Point annotation dataset records:
********

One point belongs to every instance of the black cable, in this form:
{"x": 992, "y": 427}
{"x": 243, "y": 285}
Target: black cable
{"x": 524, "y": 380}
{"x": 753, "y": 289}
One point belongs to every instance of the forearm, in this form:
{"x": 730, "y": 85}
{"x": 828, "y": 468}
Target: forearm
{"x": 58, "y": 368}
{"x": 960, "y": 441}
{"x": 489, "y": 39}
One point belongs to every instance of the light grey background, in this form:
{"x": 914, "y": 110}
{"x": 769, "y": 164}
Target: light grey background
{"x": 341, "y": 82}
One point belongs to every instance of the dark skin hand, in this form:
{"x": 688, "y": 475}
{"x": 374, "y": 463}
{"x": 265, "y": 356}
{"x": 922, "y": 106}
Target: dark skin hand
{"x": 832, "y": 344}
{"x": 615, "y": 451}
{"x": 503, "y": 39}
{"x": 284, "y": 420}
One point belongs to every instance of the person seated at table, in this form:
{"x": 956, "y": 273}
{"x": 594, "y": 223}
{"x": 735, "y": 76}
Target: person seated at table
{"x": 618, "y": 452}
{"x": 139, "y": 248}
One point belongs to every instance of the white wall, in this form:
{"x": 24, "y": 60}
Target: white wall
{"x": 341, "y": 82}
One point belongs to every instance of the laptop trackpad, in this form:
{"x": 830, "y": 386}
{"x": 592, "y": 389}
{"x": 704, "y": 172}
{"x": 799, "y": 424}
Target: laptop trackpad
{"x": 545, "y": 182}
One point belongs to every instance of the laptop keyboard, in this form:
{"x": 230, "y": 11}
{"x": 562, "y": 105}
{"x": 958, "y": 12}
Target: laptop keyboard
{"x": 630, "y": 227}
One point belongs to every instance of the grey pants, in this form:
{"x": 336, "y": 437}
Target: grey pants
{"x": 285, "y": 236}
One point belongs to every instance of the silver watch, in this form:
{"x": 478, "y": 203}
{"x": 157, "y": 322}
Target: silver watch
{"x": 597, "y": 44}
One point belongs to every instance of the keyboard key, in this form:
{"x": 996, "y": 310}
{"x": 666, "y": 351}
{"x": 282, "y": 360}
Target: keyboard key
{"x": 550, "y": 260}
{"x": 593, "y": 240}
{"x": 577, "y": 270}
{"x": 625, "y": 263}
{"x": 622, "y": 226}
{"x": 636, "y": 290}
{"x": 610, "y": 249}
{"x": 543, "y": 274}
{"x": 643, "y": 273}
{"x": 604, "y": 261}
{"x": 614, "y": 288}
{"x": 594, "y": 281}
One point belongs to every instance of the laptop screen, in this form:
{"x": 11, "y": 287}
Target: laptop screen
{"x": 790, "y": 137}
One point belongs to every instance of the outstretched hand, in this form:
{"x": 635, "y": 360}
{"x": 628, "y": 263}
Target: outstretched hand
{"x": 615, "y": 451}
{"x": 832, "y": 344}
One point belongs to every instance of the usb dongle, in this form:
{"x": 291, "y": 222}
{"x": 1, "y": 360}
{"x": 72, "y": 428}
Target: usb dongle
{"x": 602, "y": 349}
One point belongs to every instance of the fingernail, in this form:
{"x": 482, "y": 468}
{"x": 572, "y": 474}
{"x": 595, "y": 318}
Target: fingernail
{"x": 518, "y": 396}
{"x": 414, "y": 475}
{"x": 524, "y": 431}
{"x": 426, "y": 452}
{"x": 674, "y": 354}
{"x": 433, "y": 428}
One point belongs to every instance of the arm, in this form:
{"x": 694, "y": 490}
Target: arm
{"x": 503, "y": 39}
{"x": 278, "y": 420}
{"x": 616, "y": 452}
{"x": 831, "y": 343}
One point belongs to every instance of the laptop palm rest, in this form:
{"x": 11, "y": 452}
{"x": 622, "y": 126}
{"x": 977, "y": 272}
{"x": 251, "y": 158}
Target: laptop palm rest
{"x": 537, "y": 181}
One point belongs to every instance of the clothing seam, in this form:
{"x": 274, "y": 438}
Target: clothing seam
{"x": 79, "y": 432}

********

_SET TASK_. Every line of the material must be returned exactly as it appears.

_SOLUTION TO THIS PROBLEM_.
One point belongs to every instance of the black cable, in this form:
{"x": 992, "y": 427}
{"x": 243, "y": 285}
Target: black cable
{"x": 524, "y": 380}
{"x": 753, "y": 289}
One point belongs to every instance of the forearm, in this form:
{"x": 730, "y": 85}
{"x": 828, "y": 468}
Target: forearm
{"x": 58, "y": 368}
{"x": 960, "y": 441}
{"x": 489, "y": 39}
One point belongs to every instance of the light grey background, in this form:
{"x": 914, "y": 110}
{"x": 769, "y": 164}
Target: light grey background
{"x": 341, "y": 82}
One point belongs to every instance of the dark skin hand, in this form:
{"x": 688, "y": 475}
{"x": 374, "y": 463}
{"x": 265, "y": 356}
{"x": 922, "y": 106}
Target: dark skin hand
{"x": 832, "y": 344}
{"x": 615, "y": 451}
{"x": 503, "y": 39}
{"x": 284, "y": 420}
One point belongs to every instance of the person seated at table, in this form:
{"x": 956, "y": 273}
{"x": 594, "y": 223}
{"x": 735, "y": 76}
Target: person seated at table
{"x": 618, "y": 452}
{"x": 139, "y": 248}
One point belongs to every instance of the white wall, in this form:
{"x": 24, "y": 60}
Target: white wall
{"x": 341, "y": 82}
One point belongs to every instance of the laptop trackpad, in this form:
{"x": 830, "y": 386}
{"x": 592, "y": 389}
{"x": 704, "y": 172}
{"x": 799, "y": 424}
Target: laptop trackpad
{"x": 545, "y": 182}
One point belongs to every instance of the laptop keyboard, in this form:
{"x": 230, "y": 11}
{"x": 562, "y": 105}
{"x": 958, "y": 12}
Target: laptop keyboard
{"x": 630, "y": 227}
One point belongs to every instance of the grey pants, in this form:
{"x": 336, "y": 437}
Target: grey pants
{"x": 285, "y": 236}
One point belongs to every instance of the silver watch, in this form:
{"x": 478, "y": 203}
{"x": 157, "y": 322}
Target: silver watch
{"x": 597, "y": 44}
One point belongs to every instance of the keyboard key, in this form:
{"x": 996, "y": 310}
{"x": 666, "y": 351}
{"x": 282, "y": 360}
Target: keyboard key
{"x": 550, "y": 260}
{"x": 593, "y": 240}
{"x": 577, "y": 270}
{"x": 625, "y": 263}
{"x": 622, "y": 226}
{"x": 636, "y": 290}
{"x": 610, "y": 249}
{"x": 543, "y": 274}
{"x": 643, "y": 273}
{"x": 604, "y": 261}
{"x": 614, "y": 288}
{"x": 594, "y": 281}
One point belongs to every instance of the laptop screen, in this form:
{"x": 11, "y": 287}
Target: laptop screen
{"x": 790, "y": 137}
One point belongs to every instance of the outstretched hand, in this form:
{"x": 635, "y": 360}
{"x": 628, "y": 263}
Target: outstretched hand
{"x": 615, "y": 451}
{"x": 832, "y": 344}
One point belongs to every instance of the usb dongle, in this form:
{"x": 291, "y": 222}
{"x": 1, "y": 360}
{"x": 72, "y": 428}
Target: usb dongle
{"x": 602, "y": 349}
One point belongs to every instance of the fingernail, in this form:
{"x": 482, "y": 468}
{"x": 572, "y": 474}
{"x": 595, "y": 318}
Target: fingernail
{"x": 518, "y": 396}
{"x": 414, "y": 475}
{"x": 524, "y": 431}
{"x": 426, "y": 452}
{"x": 674, "y": 354}
{"x": 433, "y": 428}
One point belongs to every instance of the arm, in this form:
{"x": 694, "y": 490}
Target: arm
{"x": 503, "y": 39}
{"x": 278, "y": 420}
{"x": 616, "y": 452}
{"x": 831, "y": 343}
One point belongs to every instance of the laptop palm rest, in this form:
{"x": 11, "y": 452}
{"x": 622, "y": 126}
{"x": 977, "y": 272}
{"x": 251, "y": 158}
Target: laptop palm rest
{"x": 537, "y": 181}
One point belongs to every instance of the clothing seam, in this form:
{"x": 274, "y": 438}
Target: clothing seam
{"x": 79, "y": 432}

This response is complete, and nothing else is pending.